--- Ausgewählter Textauszug ---
Die Klägerin hätte aber die Sicherungsabrede, auf der die Bestellung der Grundschulden beruhte, angesichts der Verschlechterung der Vermögenslage ihres Ehemannes mit der Wirkung kündigen können, daß für die Zukunft nach Wirksamwerden der Kündigung entstandene Forderungen der Bank nicht mehr durch die Grundschulden gesichert wurden.

Die Sicherungsabrede hat wesentliche Ähnlichkeiten mit einer auf unbestimmte Zeit übernommenen Bürgschaft für zukünftige Kreditforderungen. Der Umfang der durch die Grundschuld und durch die Bürgschaft gesicherten Forderungen ist meist derselbe. Der Bürge hat die Möglichkeit, bei wesentlicher Verschlechterung der Vermögenslage des Hauptschuldners die Bürgschaft zu kündigen mit der Wirkung, daß seine Haftung für nach Wirksamwerden der Kündigung entstehende Forderungen entfällt (vgl. oben a). Der Gedanke, daß eine wesentliche Verschlechterung der Vermögenslage des Hauptschuldners nach Treu und Glauben eine Kündigung der Bürgschaft für die Zukunft rechtfertigt, gilt auch für die Auslegung des Sicherungsvertrages über die Bestellung einer Grundschuld (vgl. Räbel, NJW 1953, 1247, 1248 f).
---
**Zu erledigende Aufgaben**
[a] Welche Beteiligten eines Kredit- oder Sicherungsverhältnisses werden im Textauszug zur Sicherungsabrede genannt?
[b] Schreibe den Textauszug zur Sicherungsabrede bei Grundschulden im Anschluss an seinen letzten Satz weiter.
Die Auflistung steht in keinem Zusammenhang mit dem Textauszug.
--- Studienmaterial ---
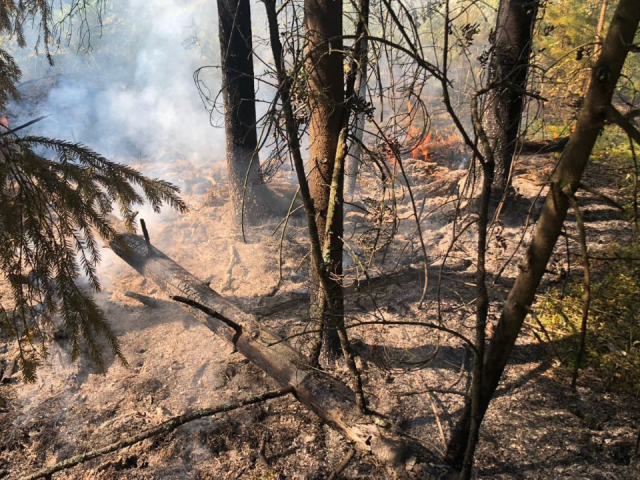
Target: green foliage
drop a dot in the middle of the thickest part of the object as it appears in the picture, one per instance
(50, 211)
(55, 196)
(613, 338)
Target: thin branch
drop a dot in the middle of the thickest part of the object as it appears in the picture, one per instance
(162, 429)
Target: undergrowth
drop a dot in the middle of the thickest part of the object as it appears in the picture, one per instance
(613, 336)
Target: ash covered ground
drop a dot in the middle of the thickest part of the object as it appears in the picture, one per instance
(536, 427)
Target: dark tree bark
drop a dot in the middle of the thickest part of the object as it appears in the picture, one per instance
(329, 398)
(564, 182)
(243, 165)
(509, 66)
(324, 66)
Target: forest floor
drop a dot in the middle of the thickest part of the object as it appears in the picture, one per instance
(536, 427)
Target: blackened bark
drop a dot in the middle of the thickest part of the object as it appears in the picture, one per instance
(508, 72)
(324, 67)
(591, 120)
(236, 52)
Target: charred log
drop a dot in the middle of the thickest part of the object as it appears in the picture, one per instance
(321, 393)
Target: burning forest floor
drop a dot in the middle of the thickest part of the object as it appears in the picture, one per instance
(536, 428)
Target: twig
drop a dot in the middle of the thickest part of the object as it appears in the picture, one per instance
(343, 464)
(586, 299)
(430, 390)
(261, 448)
(25, 125)
(162, 429)
(145, 232)
(436, 414)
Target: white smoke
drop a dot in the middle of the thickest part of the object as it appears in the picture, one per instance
(133, 95)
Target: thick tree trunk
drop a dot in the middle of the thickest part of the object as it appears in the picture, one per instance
(321, 393)
(508, 71)
(324, 67)
(243, 165)
(591, 120)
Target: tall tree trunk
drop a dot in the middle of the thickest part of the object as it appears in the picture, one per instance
(565, 180)
(508, 70)
(324, 66)
(243, 165)
(353, 161)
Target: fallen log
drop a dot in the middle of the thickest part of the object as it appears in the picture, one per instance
(326, 396)
(535, 147)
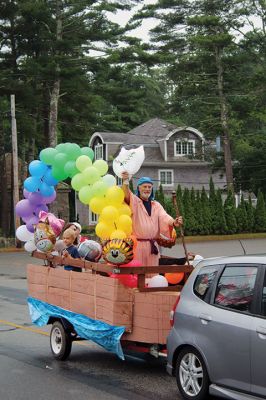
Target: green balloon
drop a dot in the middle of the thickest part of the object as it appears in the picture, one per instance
(47, 155)
(73, 151)
(58, 173)
(85, 194)
(91, 175)
(101, 166)
(61, 147)
(87, 151)
(82, 162)
(78, 181)
(99, 188)
(70, 168)
(60, 161)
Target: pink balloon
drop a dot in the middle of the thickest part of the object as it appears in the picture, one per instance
(129, 280)
(132, 263)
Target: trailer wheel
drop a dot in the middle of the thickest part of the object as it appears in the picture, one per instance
(60, 341)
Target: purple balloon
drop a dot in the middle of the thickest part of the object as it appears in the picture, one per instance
(41, 207)
(32, 221)
(50, 199)
(24, 208)
(26, 193)
(49, 179)
(46, 190)
(35, 198)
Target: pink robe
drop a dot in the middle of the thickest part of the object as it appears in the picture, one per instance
(148, 227)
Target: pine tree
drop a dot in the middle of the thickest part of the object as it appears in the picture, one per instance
(230, 213)
(206, 213)
(260, 214)
(250, 215)
(220, 223)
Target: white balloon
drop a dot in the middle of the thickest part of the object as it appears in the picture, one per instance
(23, 234)
(158, 281)
(30, 246)
(128, 161)
(109, 180)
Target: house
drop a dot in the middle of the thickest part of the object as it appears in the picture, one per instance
(173, 155)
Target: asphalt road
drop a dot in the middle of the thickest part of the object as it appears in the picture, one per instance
(27, 369)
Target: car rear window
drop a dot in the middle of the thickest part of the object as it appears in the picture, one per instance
(204, 280)
(235, 288)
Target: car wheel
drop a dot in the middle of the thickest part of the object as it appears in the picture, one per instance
(191, 375)
(60, 341)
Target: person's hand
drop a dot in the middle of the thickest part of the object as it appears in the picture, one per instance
(178, 221)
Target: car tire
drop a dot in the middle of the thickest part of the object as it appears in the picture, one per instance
(191, 375)
(60, 341)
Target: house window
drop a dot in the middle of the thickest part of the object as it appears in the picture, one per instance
(93, 218)
(184, 147)
(166, 177)
(98, 152)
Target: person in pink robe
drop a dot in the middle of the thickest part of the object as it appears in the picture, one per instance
(149, 220)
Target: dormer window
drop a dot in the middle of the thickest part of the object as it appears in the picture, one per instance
(184, 147)
(98, 152)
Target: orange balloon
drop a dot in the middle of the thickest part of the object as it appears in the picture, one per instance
(174, 277)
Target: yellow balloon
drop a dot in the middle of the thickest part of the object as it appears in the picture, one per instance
(103, 231)
(97, 204)
(124, 209)
(115, 196)
(118, 234)
(109, 213)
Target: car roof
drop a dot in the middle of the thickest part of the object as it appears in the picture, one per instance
(242, 259)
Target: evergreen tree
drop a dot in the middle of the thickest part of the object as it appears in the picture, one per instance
---
**Nummerierte Antworten**
[a] Die Klägerin, ihr Ehemann, die Bank, der Bürge und der Hauptschuldner.

[b]
2. Hinsichtlich des Darlehens der M. H.-Bank verneint das Berufungsgericht einen Schaden der Klägerin, weil sie das Darlehen selbst aufgenommen habe und ihre Belastung mit dem Rückzahlungsanspruch durch die Auszahlung des Darlehens an sie ausgeglichen worden sei. Dabei übersieht das Berufungsgericht, daß Darlehensaufnahme und Weitergabe der Darlehensvaluta hier als wirtschaftliche Einheit angesehen werden müssen. Der Schaden der Klägerin ist dadurch entstanden, daß sie die Darlehensvaluta, wie bei der Aufnahme des Darlehens von vornherein beabsichtigt, ihrem Ehemann für sein Handelsgeschäft zur Verfügung gestellt hat. Diese Maßnahme war durch die fehlerhafte Bilanz verursacht. Sie führte ebenso zu einem Schaden der Klägerin, wie wenn sie ihrem Ehemann das Geld aus ihrem eigenen Vermögen darlehensweise zur Verfügung gestellt hätte.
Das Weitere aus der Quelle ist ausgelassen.